- [Supplied text]:
____________________

Its facade, twelve stories high and chiseled out of
a reddish sandstone cliff, is the most elegant in Petra,
carved in imitation of a temple gateway and adorned
with now badly worn sculpture.
The
largest tomb is known as the “Deir,” or “monastery,”
recalling its use by Christian monks from the fifth
through the thirteenth centuries AD. Originally, however,
it was the imposing tomb of the deified Nabatean king
Aboud I. A massive rock-cut monument some fourteen
stories high, the tomb is carved into the pyramid shaped
peak of the mountains surrounding Petra. It is accessible
only by ascending a sacred way from the valley of Petra
to the top of the mountains, climbing hundreds of ancient
rock-cut stairs in symbolic imitation of the celestial
ascent of the soul to the realm of the gods dwelling
on top of their sacred mountain. The facade of the tomb
also looks like the gateway of a temple, with massive
columns, huge niches for now-lost statues, and a forty-foot
high doorway. The interior is bare today, but it once
held statues and the sarcophagus of the god-king Aboud.

____________________

- [Material supplied]:
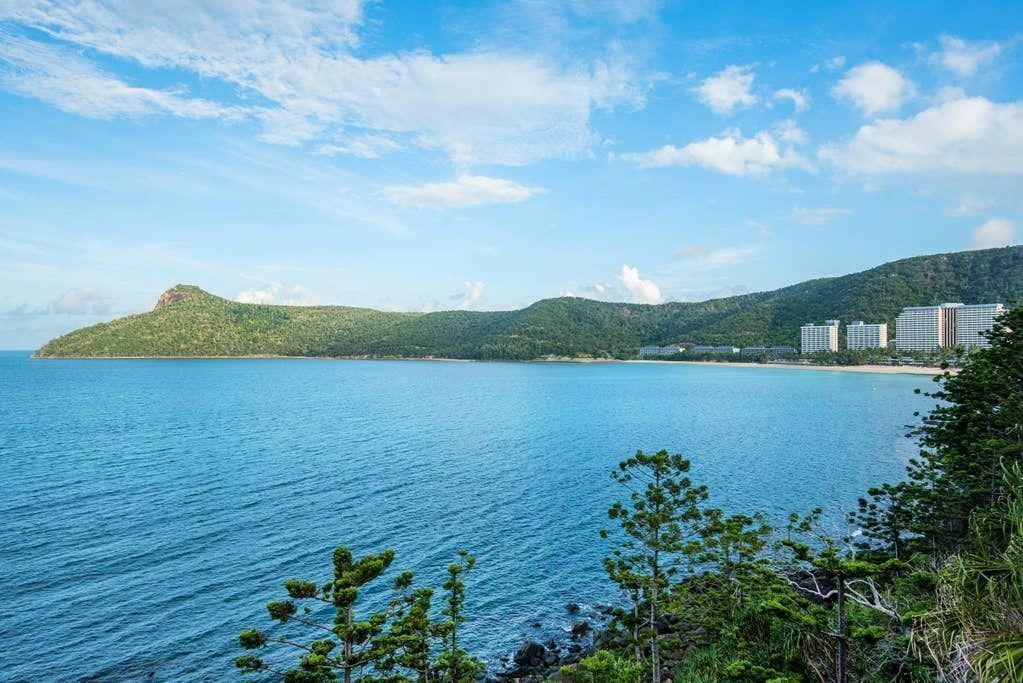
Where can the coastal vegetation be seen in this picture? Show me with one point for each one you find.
(190, 322)
(927, 585)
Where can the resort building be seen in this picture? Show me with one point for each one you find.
(933, 327)
(861, 335)
(972, 321)
(669, 350)
(814, 338)
(715, 350)
(767, 351)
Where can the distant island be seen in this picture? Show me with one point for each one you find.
(190, 322)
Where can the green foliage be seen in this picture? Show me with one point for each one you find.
(191, 322)
(604, 667)
(399, 644)
(660, 525)
(455, 665)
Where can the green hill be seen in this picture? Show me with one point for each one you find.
(188, 321)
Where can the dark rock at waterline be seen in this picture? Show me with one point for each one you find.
(530, 654)
(579, 630)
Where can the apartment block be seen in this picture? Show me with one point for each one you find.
(818, 337)
(865, 335)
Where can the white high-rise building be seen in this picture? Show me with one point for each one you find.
(861, 335)
(972, 321)
(818, 337)
(932, 327)
(923, 327)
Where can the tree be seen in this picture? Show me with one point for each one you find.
(455, 665)
(319, 663)
(407, 645)
(975, 632)
(976, 427)
(660, 524)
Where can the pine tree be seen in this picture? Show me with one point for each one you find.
(660, 524)
(455, 665)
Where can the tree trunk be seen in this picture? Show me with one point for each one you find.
(840, 656)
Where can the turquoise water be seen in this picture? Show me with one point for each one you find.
(151, 507)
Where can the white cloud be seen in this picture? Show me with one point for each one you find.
(293, 65)
(789, 131)
(365, 146)
(965, 58)
(64, 80)
(819, 216)
(971, 206)
(832, 64)
(274, 292)
(874, 87)
(727, 90)
(729, 153)
(799, 98)
(965, 136)
(81, 302)
(471, 294)
(698, 257)
(639, 290)
(995, 232)
(465, 191)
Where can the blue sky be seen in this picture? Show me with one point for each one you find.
(420, 155)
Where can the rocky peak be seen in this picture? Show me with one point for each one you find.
(176, 294)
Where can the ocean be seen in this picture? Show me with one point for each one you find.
(150, 508)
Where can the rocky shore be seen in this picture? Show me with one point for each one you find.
(535, 661)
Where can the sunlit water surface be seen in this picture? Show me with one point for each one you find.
(150, 508)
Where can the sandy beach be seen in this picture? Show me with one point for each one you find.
(878, 369)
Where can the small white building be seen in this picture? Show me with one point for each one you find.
(862, 335)
(814, 338)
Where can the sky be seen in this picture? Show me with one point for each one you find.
(430, 155)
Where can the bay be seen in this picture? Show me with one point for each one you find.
(150, 508)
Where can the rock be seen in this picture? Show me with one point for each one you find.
(530, 654)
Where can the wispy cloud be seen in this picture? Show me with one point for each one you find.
(819, 216)
(284, 293)
(67, 81)
(965, 58)
(729, 89)
(972, 135)
(730, 153)
(464, 191)
(297, 60)
(799, 98)
(638, 289)
(874, 87)
(971, 206)
(472, 292)
(994, 232)
(701, 258)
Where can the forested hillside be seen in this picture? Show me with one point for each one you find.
(188, 321)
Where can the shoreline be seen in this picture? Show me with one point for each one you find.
(875, 369)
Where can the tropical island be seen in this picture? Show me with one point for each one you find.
(928, 588)
(188, 322)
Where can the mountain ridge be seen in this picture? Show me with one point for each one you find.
(188, 321)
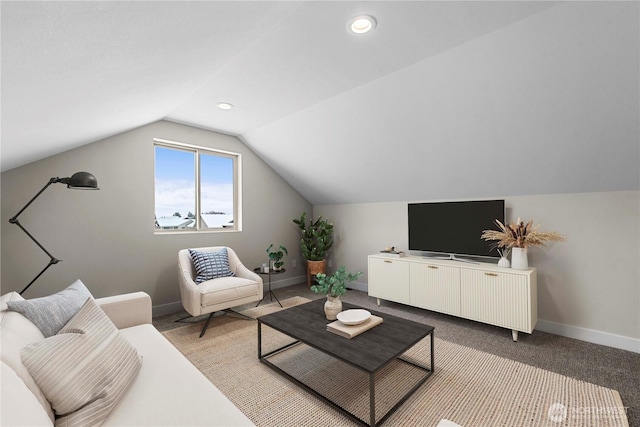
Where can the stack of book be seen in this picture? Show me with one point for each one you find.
(350, 331)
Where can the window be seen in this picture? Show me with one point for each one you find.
(196, 188)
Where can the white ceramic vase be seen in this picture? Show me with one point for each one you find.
(332, 307)
(519, 259)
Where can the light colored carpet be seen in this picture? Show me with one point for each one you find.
(470, 387)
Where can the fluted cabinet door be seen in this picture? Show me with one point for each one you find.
(498, 298)
(435, 287)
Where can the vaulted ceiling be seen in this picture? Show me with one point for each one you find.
(442, 100)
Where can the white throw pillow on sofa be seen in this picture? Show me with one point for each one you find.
(85, 369)
(19, 406)
(16, 332)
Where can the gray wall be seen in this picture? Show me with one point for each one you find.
(588, 286)
(106, 238)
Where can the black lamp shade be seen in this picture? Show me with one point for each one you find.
(82, 180)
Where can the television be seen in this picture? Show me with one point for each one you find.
(454, 228)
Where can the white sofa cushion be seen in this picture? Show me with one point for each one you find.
(52, 312)
(16, 332)
(19, 405)
(169, 390)
(85, 369)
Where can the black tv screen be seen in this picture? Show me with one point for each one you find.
(454, 228)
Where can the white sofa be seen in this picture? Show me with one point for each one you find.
(168, 389)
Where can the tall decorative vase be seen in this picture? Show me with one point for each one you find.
(332, 307)
(519, 259)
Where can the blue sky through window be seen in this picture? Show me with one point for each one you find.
(175, 182)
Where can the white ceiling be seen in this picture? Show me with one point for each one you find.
(442, 100)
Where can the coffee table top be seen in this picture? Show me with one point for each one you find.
(369, 351)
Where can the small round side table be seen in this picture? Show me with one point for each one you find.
(269, 292)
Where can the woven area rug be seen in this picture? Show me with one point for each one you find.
(469, 387)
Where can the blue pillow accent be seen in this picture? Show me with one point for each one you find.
(51, 313)
(211, 265)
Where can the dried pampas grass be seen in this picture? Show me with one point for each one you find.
(520, 235)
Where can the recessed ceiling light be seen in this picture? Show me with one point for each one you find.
(362, 24)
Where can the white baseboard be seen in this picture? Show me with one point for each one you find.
(590, 335)
(170, 308)
(358, 286)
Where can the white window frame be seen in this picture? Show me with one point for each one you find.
(237, 186)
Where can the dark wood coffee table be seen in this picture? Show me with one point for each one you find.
(368, 352)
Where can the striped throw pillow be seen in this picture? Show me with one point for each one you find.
(210, 265)
(85, 369)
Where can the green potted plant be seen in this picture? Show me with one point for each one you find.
(317, 239)
(334, 287)
(276, 255)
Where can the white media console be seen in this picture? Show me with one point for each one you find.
(477, 291)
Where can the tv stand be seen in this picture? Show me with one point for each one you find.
(450, 257)
(482, 292)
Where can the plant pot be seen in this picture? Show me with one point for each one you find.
(315, 267)
(519, 260)
(504, 262)
(332, 307)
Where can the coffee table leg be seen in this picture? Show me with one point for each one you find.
(260, 341)
(372, 399)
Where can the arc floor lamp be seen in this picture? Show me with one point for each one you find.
(77, 181)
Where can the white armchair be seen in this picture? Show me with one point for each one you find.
(218, 294)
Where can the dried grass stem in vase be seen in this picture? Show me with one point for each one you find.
(520, 235)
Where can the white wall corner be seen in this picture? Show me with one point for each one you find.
(589, 335)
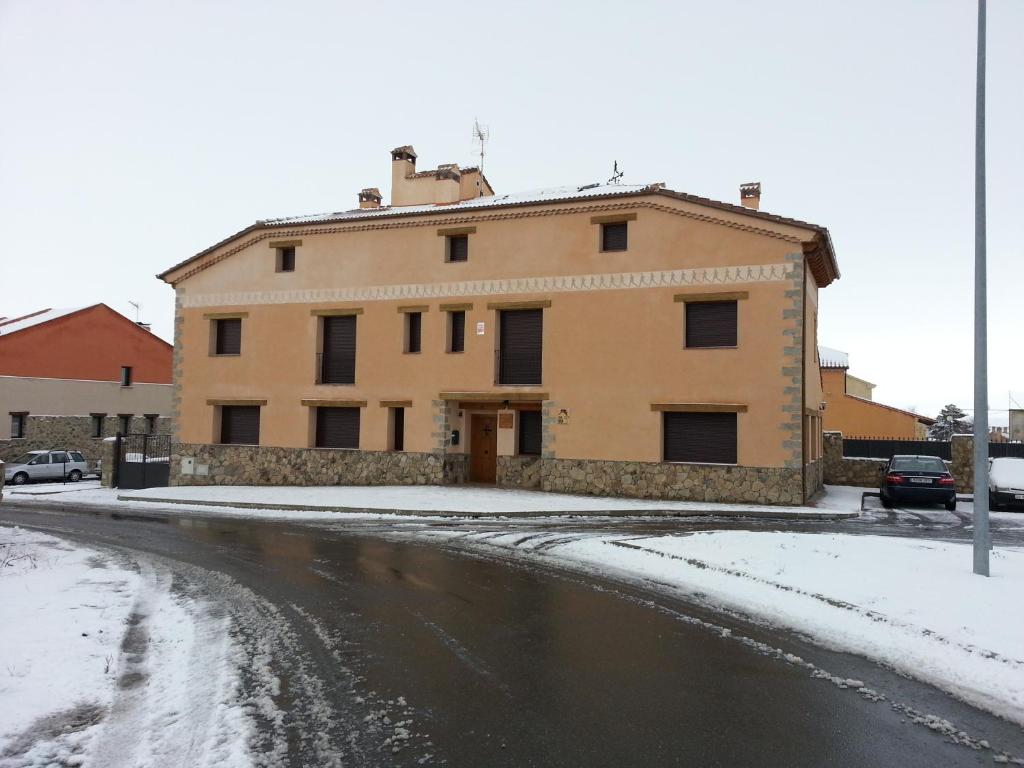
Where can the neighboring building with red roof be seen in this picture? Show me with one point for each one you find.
(850, 407)
(70, 377)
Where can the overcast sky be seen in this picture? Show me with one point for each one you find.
(134, 134)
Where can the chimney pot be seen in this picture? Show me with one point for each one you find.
(404, 153)
(750, 195)
(370, 198)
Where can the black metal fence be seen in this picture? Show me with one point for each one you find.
(1000, 450)
(143, 461)
(883, 448)
(870, 448)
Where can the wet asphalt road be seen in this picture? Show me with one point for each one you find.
(491, 664)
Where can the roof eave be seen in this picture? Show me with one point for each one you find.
(819, 252)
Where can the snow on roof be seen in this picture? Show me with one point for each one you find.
(35, 318)
(833, 357)
(536, 196)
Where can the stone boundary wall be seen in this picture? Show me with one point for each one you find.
(251, 465)
(814, 479)
(520, 472)
(962, 448)
(107, 463)
(840, 470)
(73, 433)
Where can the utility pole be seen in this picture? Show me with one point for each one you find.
(980, 321)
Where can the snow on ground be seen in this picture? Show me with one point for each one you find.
(910, 604)
(427, 499)
(102, 664)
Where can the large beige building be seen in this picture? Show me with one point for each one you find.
(597, 339)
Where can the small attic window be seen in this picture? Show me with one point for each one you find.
(286, 259)
(458, 248)
(284, 255)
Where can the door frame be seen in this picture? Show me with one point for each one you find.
(493, 417)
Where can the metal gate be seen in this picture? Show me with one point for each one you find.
(143, 461)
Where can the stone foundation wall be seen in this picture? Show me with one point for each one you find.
(520, 472)
(673, 481)
(456, 469)
(250, 465)
(71, 432)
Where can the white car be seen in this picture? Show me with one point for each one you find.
(1006, 482)
(46, 465)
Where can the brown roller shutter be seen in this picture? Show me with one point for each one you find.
(711, 324)
(339, 350)
(704, 438)
(529, 432)
(613, 237)
(229, 336)
(398, 434)
(458, 332)
(415, 321)
(338, 427)
(240, 425)
(521, 350)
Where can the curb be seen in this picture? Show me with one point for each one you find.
(759, 514)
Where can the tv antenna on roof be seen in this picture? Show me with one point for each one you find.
(616, 175)
(480, 134)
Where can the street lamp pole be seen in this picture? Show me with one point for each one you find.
(980, 321)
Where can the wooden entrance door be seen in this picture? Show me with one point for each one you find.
(483, 449)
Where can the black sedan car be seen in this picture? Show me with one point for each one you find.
(918, 479)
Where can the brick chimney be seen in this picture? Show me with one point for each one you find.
(402, 166)
(446, 183)
(370, 198)
(750, 195)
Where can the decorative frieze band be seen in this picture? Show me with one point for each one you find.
(553, 284)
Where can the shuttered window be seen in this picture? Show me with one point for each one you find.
(529, 432)
(338, 365)
(228, 332)
(397, 429)
(711, 324)
(458, 248)
(338, 427)
(613, 236)
(704, 438)
(458, 332)
(286, 259)
(521, 346)
(414, 328)
(240, 425)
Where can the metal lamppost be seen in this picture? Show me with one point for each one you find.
(980, 321)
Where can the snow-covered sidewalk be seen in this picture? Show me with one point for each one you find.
(324, 503)
(909, 604)
(101, 664)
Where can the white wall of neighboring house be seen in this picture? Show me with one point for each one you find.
(73, 397)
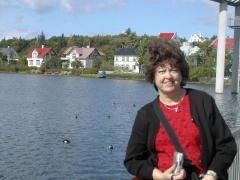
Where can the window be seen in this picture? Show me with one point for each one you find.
(37, 62)
(74, 56)
(31, 63)
(34, 54)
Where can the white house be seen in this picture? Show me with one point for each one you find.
(38, 55)
(9, 55)
(85, 55)
(127, 58)
(189, 49)
(196, 38)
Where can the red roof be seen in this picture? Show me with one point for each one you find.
(83, 52)
(167, 35)
(229, 43)
(42, 52)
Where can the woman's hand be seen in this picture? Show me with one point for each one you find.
(168, 174)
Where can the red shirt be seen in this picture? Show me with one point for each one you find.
(186, 131)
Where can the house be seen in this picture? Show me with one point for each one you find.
(229, 43)
(127, 58)
(196, 38)
(189, 49)
(9, 54)
(85, 55)
(169, 36)
(37, 56)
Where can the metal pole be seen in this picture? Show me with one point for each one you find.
(221, 47)
(235, 63)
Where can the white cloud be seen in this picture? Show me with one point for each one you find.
(41, 5)
(8, 33)
(5, 4)
(79, 6)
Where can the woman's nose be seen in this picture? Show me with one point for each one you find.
(168, 74)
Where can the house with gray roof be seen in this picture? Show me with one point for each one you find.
(85, 55)
(9, 54)
(126, 59)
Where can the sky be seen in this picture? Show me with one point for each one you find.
(28, 18)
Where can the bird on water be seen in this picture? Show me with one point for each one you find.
(66, 141)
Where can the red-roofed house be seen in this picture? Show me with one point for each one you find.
(229, 43)
(85, 55)
(169, 36)
(38, 55)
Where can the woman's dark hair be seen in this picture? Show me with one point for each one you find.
(162, 51)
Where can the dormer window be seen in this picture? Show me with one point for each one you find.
(34, 54)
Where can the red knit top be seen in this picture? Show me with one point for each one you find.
(186, 131)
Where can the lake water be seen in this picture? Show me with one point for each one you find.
(39, 111)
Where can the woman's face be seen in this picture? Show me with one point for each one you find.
(167, 78)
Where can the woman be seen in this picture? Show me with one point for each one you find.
(194, 117)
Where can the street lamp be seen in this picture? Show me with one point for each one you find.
(229, 2)
(235, 24)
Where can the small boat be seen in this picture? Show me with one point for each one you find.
(102, 74)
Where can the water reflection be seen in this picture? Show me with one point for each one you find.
(38, 112)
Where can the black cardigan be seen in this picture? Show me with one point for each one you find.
(218, 146)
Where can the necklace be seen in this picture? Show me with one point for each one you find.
(173, 109)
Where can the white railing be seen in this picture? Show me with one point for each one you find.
(234, 170)
(234, 22)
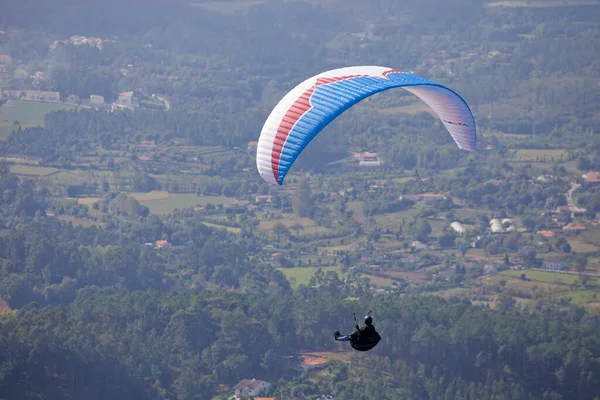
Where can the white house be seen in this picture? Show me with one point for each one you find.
(251, 387)
(554, 264)
(458, 227)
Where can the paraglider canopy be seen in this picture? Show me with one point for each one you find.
(309, 107)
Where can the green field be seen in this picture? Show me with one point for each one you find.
(28, 113)
(547, 276)
(547, 155)
(580, 246)
(30, 170)
(301, 275)
(161, 202)
(231, 229)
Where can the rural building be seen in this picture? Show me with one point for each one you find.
(125, 98)
(564, 213)
(591, 177)
(20, 74)
(574, 228)
(554, 264)
(159, 244)
(312, 363)
(72, 98)
(12, 94)
(117, 106)
(428, 198)
(496, 226)
(458, 227)
(508, 224)
(366, 156)
(369, 163)
(418, 245)
(501, 226)
(39, 95)
(263, 199)
(546, 234)
(251, 387)
(94, 98)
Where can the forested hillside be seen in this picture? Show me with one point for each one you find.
(142, 256)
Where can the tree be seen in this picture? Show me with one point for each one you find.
(302, 202)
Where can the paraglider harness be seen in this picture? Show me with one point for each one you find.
(361, 341)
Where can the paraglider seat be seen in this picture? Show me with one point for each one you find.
(365, 343)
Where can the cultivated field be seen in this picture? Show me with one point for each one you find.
(30, 170)
(301, 275)
(163, 202)
(546, 155)
(28, 113)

____________________

- [The tasks]:
**1.** Copy word for word the passage on the rock-cut tombs of Petra, from "Its facade, twelve" up to and including "badly worn sculpture.".
**2.** Extend the passage on the rock-cut tombs of Petra by writing what follows its final sentence.

- [Responses to the tasks]:
**1.**
Its facade, twelve stories high and chiseled out of
a reddish sandstone cliff, is the most elegant in Petra,
carved in imitation of a temple gateway and adorned
with now badly worn sculpture.

**2.**
The walls are surrounded by low seats that were used
by his descendants and worshipers for sacrificial banquets
in honor of their deified ancestor.
Petra also includes
a fascinating open-air sanctuary or “high place” at
the top of another mountain peak. Here, the top of
the mountain was chiseled away and flattened to form
a broad sacrificial platform and altar, with a large
twenty foot high obelisk representing Dushara.
More
traditional temples are found in the valley along the
central road of Petra, sometimes called a sacred way.
The best preserved of these is known among the bedouins
as the Qasr Bint Fara’un (“Palace of the Pharaoh’s daughter”),
but it was actually another temple to Dushara. This
temple has a three-part structure with an inner Holy
of Holies typical of Semitic temples, including Solomon’s.
The courtyard before the temple contains a large, well
preserved altar and ramp, which also roughly parallels
the altar of the ancient Israelite temple.
Jane Taylor, Petra
and the Lost Kingdom of the Nabataeans (Harvard, 2002)
Maria Guzzo,
Petra (2002)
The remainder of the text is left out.